(Required work):
Return each line of the material below that contains the string "knob". Uppercase and lowercase letters count as different.

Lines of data
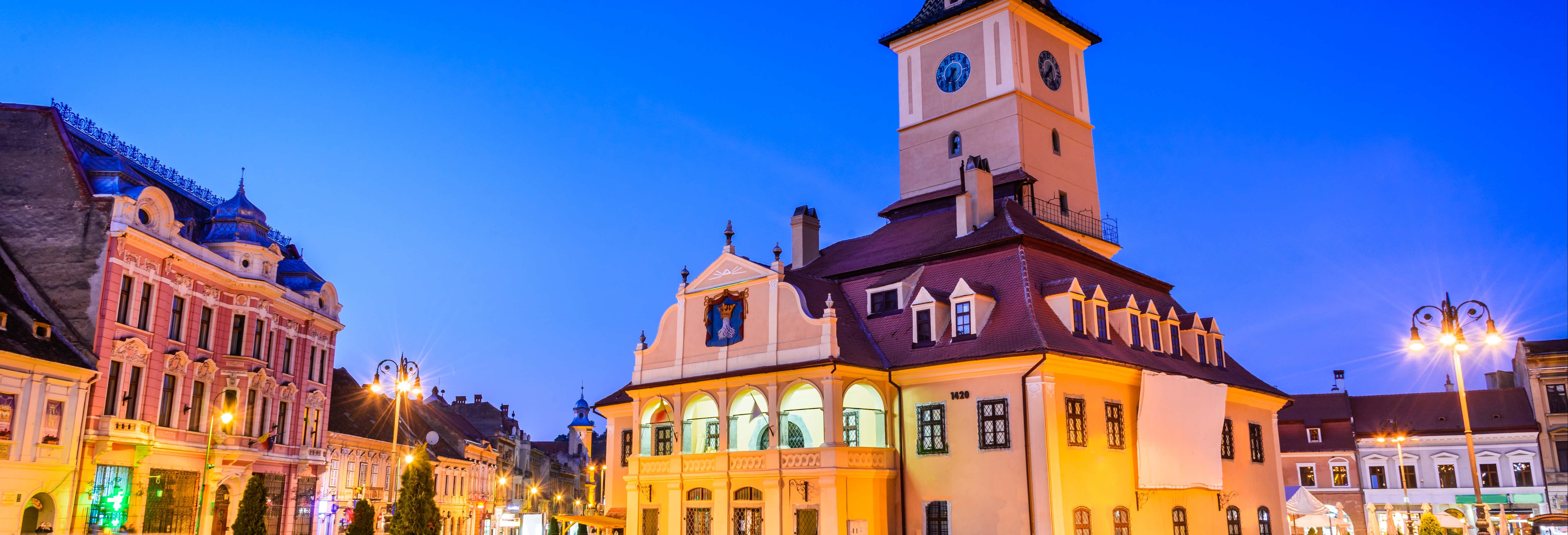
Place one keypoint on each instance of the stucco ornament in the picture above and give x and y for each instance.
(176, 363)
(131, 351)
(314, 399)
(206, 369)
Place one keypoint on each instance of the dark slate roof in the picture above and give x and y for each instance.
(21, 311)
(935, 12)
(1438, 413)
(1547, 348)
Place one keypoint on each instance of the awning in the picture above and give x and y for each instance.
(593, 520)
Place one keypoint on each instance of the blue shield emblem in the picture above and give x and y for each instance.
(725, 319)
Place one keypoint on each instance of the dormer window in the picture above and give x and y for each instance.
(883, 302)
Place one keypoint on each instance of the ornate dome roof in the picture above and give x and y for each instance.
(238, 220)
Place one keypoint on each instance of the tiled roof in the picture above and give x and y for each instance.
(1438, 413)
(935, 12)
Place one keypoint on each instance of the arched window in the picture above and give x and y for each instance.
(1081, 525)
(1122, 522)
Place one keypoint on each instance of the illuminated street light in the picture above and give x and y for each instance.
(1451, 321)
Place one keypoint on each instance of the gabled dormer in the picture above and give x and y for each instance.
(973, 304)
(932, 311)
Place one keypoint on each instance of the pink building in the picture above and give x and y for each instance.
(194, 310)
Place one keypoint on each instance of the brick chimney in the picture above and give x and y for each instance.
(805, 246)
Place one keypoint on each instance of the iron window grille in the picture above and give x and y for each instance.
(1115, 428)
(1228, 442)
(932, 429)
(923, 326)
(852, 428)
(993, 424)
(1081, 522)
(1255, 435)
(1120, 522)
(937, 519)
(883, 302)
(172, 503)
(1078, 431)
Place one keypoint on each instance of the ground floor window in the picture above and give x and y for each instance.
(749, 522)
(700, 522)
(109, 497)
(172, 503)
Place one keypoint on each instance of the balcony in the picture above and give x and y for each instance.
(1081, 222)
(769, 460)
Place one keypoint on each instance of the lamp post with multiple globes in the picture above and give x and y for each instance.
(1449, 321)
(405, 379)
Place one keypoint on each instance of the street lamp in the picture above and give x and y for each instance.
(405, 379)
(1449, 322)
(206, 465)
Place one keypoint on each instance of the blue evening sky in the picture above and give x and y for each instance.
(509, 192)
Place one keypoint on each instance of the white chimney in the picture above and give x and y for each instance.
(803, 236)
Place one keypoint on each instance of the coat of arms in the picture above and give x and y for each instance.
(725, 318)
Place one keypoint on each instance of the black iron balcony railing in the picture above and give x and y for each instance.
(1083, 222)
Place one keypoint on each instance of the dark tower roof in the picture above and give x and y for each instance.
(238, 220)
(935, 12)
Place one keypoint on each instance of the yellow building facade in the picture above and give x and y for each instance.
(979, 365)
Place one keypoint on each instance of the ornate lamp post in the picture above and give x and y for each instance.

---

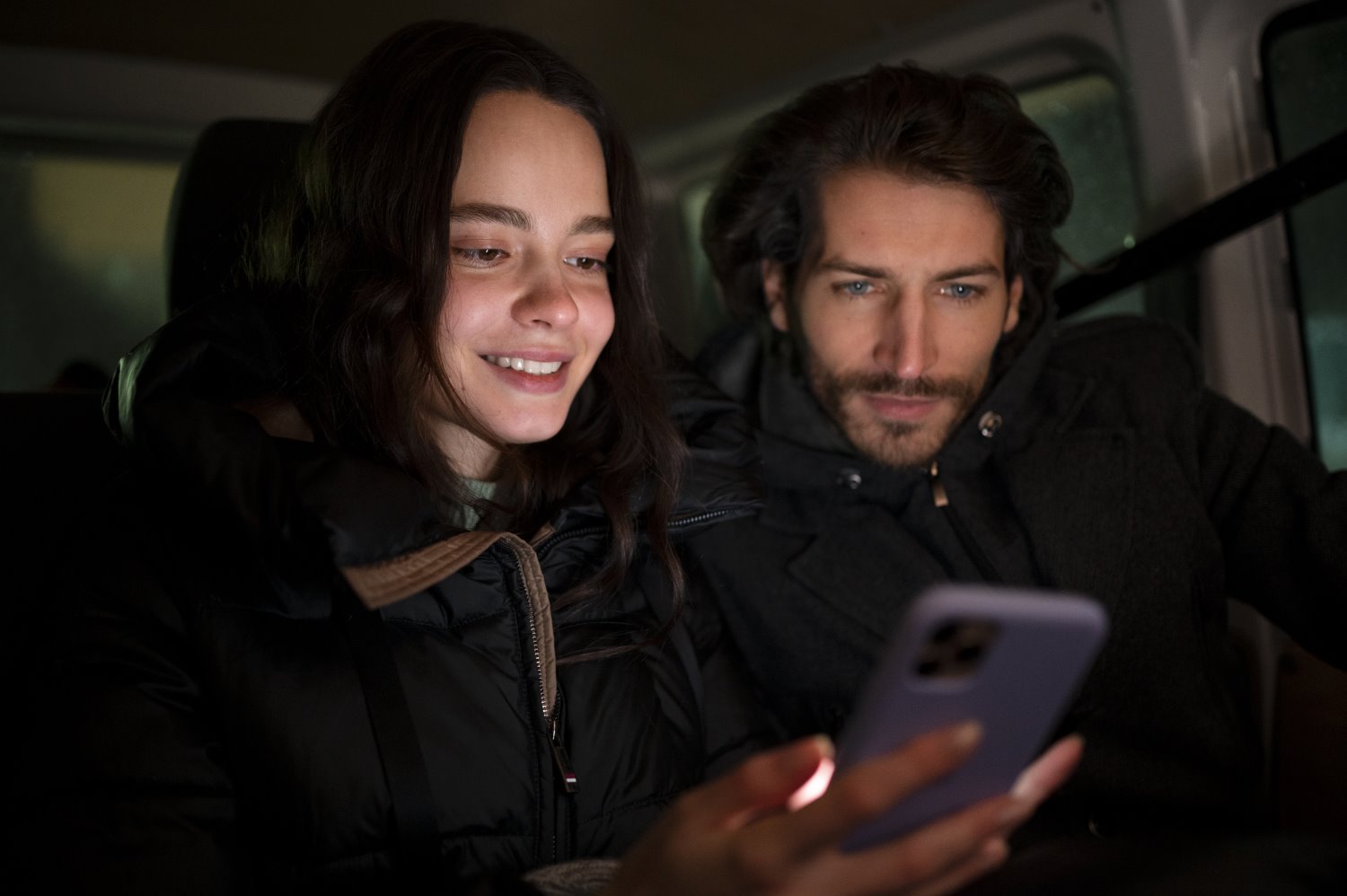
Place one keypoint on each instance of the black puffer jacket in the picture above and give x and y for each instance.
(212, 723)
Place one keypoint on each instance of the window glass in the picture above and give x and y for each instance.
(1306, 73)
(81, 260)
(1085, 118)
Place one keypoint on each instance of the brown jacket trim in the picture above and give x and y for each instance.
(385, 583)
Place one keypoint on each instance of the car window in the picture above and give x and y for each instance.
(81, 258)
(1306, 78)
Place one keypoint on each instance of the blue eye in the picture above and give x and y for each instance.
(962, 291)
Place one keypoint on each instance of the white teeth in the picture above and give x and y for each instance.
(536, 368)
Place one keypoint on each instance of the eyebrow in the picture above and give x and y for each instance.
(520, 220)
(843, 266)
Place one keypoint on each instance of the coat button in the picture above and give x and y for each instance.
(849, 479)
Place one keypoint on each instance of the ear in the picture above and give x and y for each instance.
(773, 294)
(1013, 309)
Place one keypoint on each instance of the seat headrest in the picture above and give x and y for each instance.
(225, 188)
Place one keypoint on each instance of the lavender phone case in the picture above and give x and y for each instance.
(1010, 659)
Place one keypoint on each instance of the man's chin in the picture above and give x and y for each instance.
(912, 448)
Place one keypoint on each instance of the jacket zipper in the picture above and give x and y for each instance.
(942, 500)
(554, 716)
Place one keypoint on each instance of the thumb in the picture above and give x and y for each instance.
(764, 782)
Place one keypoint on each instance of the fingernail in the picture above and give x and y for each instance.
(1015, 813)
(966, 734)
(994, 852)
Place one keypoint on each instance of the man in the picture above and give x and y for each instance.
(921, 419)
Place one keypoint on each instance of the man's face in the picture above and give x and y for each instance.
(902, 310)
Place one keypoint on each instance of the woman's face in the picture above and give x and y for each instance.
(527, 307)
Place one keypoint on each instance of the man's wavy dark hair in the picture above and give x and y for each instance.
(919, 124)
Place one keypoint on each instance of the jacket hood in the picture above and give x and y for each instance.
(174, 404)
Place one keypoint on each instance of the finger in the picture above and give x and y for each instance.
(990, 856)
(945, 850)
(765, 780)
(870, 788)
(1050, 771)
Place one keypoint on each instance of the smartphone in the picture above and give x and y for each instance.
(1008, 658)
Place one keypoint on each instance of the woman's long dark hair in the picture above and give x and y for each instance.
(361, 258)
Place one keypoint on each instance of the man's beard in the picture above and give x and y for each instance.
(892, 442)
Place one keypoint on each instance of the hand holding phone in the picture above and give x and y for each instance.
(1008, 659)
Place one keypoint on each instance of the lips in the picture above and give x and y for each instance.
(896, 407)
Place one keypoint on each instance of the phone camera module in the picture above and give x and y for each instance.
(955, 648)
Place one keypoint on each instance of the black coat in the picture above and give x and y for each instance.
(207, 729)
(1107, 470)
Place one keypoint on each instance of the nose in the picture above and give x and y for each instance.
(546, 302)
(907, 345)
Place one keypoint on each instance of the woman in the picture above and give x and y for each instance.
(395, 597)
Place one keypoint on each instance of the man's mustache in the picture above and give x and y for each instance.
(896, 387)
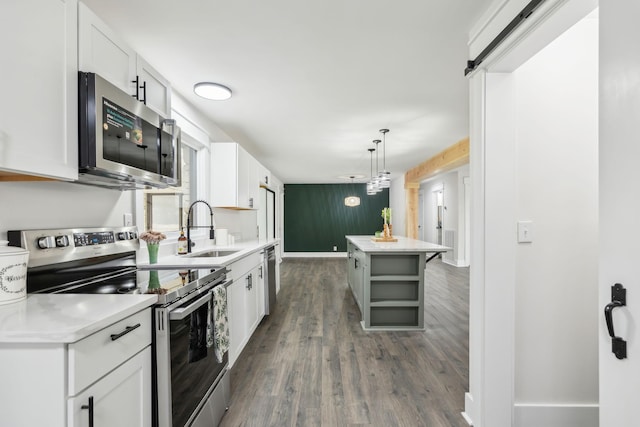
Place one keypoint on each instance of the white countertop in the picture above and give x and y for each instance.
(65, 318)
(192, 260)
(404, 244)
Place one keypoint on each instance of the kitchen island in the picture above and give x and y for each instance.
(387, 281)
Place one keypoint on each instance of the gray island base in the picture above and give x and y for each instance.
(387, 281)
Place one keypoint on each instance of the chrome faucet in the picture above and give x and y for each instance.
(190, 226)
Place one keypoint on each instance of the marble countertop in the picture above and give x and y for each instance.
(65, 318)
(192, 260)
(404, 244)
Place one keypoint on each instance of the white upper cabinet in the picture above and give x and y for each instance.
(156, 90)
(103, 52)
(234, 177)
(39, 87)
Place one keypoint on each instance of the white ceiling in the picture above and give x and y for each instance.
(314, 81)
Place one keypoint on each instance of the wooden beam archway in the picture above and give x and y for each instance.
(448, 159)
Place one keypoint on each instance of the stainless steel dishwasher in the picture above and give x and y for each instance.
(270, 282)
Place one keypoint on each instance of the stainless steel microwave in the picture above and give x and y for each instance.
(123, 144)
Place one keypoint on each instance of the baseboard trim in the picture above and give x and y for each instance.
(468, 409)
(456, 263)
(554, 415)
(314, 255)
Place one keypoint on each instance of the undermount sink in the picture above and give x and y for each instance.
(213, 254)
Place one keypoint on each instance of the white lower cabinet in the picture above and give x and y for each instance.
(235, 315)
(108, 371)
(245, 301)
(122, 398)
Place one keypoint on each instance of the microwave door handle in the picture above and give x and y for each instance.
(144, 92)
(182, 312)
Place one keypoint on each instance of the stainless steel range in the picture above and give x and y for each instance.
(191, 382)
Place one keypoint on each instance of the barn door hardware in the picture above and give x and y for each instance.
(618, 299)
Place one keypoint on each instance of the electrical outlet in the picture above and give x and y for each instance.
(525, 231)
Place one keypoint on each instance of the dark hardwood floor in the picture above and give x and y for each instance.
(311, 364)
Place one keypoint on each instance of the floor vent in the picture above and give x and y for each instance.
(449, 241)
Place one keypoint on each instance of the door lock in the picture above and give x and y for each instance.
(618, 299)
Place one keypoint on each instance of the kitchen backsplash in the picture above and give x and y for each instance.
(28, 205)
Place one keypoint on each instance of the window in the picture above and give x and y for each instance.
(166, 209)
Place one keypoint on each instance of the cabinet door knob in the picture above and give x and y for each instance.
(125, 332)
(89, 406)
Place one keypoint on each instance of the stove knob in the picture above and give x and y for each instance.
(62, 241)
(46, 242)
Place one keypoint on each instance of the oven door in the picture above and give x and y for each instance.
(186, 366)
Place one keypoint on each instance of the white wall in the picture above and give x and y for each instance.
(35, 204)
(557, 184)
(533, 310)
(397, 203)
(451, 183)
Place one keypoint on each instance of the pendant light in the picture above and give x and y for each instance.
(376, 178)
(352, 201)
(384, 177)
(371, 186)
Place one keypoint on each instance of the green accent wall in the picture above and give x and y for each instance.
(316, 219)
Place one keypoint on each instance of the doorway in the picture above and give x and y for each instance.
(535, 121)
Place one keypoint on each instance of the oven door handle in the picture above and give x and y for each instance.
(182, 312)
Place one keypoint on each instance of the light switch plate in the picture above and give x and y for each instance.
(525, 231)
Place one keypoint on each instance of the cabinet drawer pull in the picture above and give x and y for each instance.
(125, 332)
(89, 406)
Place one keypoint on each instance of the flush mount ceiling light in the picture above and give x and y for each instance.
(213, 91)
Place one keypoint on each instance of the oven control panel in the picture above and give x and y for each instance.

...

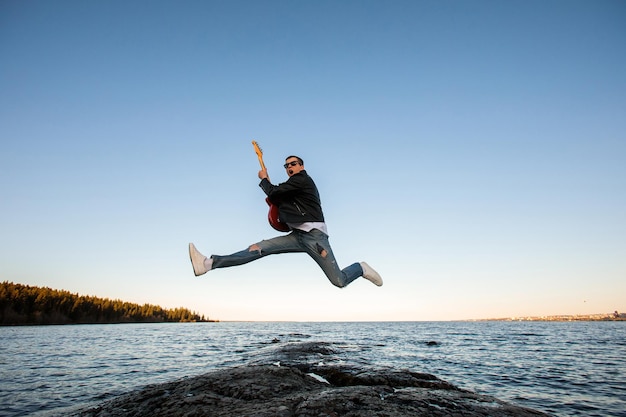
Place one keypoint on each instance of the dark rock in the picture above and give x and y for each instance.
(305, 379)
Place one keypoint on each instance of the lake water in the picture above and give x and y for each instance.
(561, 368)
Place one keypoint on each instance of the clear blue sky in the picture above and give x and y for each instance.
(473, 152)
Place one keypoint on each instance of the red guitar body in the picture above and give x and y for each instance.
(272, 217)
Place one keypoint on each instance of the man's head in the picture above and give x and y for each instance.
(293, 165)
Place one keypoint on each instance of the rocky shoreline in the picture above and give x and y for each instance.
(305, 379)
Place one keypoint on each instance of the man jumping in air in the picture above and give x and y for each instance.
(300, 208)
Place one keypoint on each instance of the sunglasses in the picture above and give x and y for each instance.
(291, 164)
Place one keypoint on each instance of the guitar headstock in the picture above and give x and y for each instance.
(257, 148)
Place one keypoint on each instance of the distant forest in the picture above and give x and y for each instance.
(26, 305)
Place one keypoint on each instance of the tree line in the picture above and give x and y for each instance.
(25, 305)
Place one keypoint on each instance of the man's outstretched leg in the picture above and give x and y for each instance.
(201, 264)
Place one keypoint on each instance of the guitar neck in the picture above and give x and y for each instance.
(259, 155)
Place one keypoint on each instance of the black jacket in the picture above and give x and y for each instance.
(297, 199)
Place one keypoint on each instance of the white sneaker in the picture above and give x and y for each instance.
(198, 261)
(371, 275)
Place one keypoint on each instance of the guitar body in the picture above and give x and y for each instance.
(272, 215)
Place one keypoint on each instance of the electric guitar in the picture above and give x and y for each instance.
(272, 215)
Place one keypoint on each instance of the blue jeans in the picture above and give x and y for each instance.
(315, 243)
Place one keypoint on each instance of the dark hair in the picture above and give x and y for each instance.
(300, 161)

(Written solution):
Place one keypoint on each instance of the cabinet door knob in the picture above and give x and y for each instance.
Place one keypoint on each instance of the stove knob in the picture above and give x and y for each instance.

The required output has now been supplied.